Task objective:
Can you copy every row below unchanged, leaving the pictures out?

Extracted rows:
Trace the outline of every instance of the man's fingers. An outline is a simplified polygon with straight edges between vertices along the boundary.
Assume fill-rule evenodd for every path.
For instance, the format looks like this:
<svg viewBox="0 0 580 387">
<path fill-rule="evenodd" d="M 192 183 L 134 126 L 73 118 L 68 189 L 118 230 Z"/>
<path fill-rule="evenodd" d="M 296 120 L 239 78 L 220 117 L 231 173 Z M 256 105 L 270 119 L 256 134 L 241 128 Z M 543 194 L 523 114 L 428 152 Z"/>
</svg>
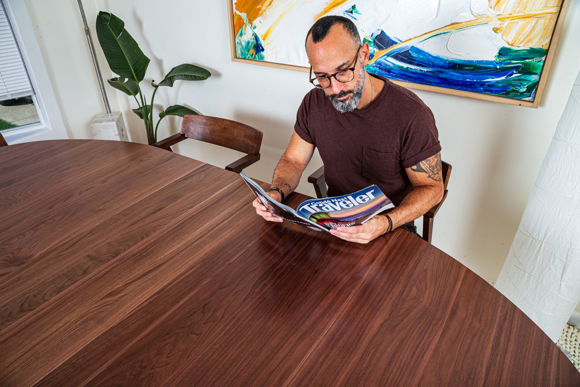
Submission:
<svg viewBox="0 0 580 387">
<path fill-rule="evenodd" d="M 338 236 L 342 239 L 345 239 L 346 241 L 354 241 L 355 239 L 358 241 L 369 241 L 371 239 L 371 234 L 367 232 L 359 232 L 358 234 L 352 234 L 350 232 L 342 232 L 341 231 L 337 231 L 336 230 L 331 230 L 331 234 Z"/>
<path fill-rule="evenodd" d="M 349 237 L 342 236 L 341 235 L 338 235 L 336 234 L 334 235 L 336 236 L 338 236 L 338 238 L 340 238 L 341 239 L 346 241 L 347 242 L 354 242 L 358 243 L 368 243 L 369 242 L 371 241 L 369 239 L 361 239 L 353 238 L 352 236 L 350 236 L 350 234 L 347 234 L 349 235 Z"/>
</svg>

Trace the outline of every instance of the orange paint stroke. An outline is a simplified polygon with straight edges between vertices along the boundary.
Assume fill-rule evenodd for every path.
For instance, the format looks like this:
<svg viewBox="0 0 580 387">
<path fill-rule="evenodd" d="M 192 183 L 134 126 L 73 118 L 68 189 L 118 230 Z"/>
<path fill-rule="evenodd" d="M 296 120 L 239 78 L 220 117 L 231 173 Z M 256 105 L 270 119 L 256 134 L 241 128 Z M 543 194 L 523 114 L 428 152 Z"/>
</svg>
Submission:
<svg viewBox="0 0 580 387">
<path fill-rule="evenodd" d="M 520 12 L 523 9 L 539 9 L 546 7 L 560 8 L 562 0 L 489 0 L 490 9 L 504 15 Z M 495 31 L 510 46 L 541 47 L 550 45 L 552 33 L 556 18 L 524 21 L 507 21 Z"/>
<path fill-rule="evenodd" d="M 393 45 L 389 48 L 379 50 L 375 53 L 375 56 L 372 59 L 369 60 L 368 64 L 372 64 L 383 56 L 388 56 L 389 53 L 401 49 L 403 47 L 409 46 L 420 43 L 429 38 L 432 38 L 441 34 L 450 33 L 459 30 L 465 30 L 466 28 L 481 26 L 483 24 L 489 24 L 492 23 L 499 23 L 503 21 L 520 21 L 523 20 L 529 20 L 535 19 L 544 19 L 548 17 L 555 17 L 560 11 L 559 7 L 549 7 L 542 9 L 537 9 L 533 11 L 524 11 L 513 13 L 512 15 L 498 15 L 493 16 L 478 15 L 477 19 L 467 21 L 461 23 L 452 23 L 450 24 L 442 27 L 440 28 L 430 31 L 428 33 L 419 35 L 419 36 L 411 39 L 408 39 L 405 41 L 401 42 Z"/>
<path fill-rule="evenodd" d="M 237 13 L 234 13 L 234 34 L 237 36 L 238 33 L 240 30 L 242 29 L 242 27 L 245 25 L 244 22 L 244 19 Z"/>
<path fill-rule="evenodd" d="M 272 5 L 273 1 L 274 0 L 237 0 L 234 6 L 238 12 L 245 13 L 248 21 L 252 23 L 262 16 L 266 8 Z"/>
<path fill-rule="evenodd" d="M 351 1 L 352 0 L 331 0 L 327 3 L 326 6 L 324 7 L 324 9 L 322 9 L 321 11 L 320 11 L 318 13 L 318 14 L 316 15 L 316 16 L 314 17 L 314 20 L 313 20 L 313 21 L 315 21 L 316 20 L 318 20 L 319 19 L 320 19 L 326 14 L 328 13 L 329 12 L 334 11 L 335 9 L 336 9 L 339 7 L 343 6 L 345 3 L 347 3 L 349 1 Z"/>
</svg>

Finished answer:
Trace the outline of every instance of the man's fingers. An outline is a simplified polygon with straight edges between vertices along the boundary.
Assume fill-rule evenodd for every path.
For instance, the format looks like this:
<svg viewBox="0 0 580 387">
<path fill-rule="evenodd" d="M 192 183 L 134 126 L 73 118 L 68 189 L 118 230 Z"/>
<path fill-rule="evenodd" d="M 296 120 L 239 78 L 220 117 L 231 173 Z M 256 105 L 270 119 L 256 134 L 241 128 Z M 543 194 L 523 114 L 428 152 Z"/>
</svg>
Submission:
<svg viewBox="0 0 580 387">
<path fill-rule="evenodd" d="M 338 236 L 342 239 L 345 239 L 346 241 L 354 241 L 355 239 L 358 241 L 369 241 L 371 239 L 371 234 L 367 232 L 359 232 L 358 234 L 352 234 L 350 232 L 342 232 L 341 231 L 337 231 L 336 230 L 331 230 L 331 234 Z"/>
<path fill-rule="evenodd" d="M 349 237 L 342 236 L 341 235 L 338 235 L 336 234 L 334 235 L 336 236 L 338 236 L 338 238 L 340 238 L 341 239 L 346 241 L 347 242 L 354 242 L 358 243 L 368 243 L 369 242 L 371 241 L 369 239 L 361 239 L 353 238 L 352 236 L 350 236 L 350 234 L 347 234 L 349 235 Z"/>
</svg>

Trace the outline of every instance of the orange paint stroke. An outline is a simplified polygon with straight edges between vertices along the boundary.
Assume fill-rule evenodd for every path.
For instance, the format looks like this:
<svg viewBox="0 0 580 387">
<path fill-rule="evenodd" d="M 192 183 L 134 126 L 73 118 L 68 189 L 118 230 Z"/>
<path fill-rule="evenodd" d="M 296 120 L 239 78 L 220 117 L 231 173 Z M 256 105 L 270 119 L 256 134 L 241 128 Z M 543 194 L 523 114 L 428 152 Z"/>
</svg>
Submission:
<svg viewBox="0 0 580 387">
<path fill-rule="evenodd" d="M 520 12 L 523 9 L 539 9 L 546 7 L 560 8 L 562 0 L 489 0 L 490 9 L 504 15 Z M 495 31 L 510 46 L 541 47 L 550 45 L 552 33 L 556 18 L 524 21 L 507 21 Z"/>
<path fill-rule="evenodd" d="M 393 45 L 389 48 L 379 50 L 375 53 L 375 56 L 372 59 L 369 60 L 368 64 L 372 64 L 383 56 L 388 56 L 389 53 L 401 49 L 403 47 L 409 46 L 420 43 L 429 38 L 432 38 L 441 34 L 450 33 L 459 30 L 465 30 L 466 28 L 481 26 L 483 24 L 489 24 L 492 23 L 499 23 L 503 21 L 520 21 L 523 20 L 529 20 L 535 19 L 544 19 L 548 17 L 555 17 L 560 11 L 559 7 L 549 7 L 542 9 L 537 9 L 533 11 L 524 11 L 513 13 L 512 15 L 498 15 L 493 16 L 478 15 L 477 19 L 467 21 L 461 23 L 452 23 L 450 24 L 442 27 L 440 28 L 430 31 L 428 33 L 419 35 L 419 36 L 411 39 L 408 39 L 405 41 L 401 42 Z"/>
<path fill-rule="evenodd" d="M 237 13 L 234 13 L 234 34 L 237 36 L 238 33 L 240 30 L 242 29 L 242 27 L 245 25 L 244 22 L 244 19 Z"/>
<path fill-rule="evenodd" d="M 272 5 L 273 1 L 274 0 L 237 0 L 234 6 L 238 12 L 245 13 L 248 21 L 252 23 L 262 16 L 266 8 Z"/>
<path fill-rule="evenodd" d="M 351 1 L 352 0 L 331 0 L 327 3 L 326 6 L 324 7 L 324 9 L 322 9 L 321 11 L 320 11 L 318 13 L 318 14 L 316 15 L 316 16 L 314 17 L 314 20 L 313 20 L 313 21 L 315 21 L 316 20 L 318 20 L 319 19 L 320 19 L 326 14 L 328 13 L 329 12 L 334 11 L 335 9 L 336 9 L 339 7 L 343 6 L 345 3 L 347 3 L 349 1 Z"/>
</svg>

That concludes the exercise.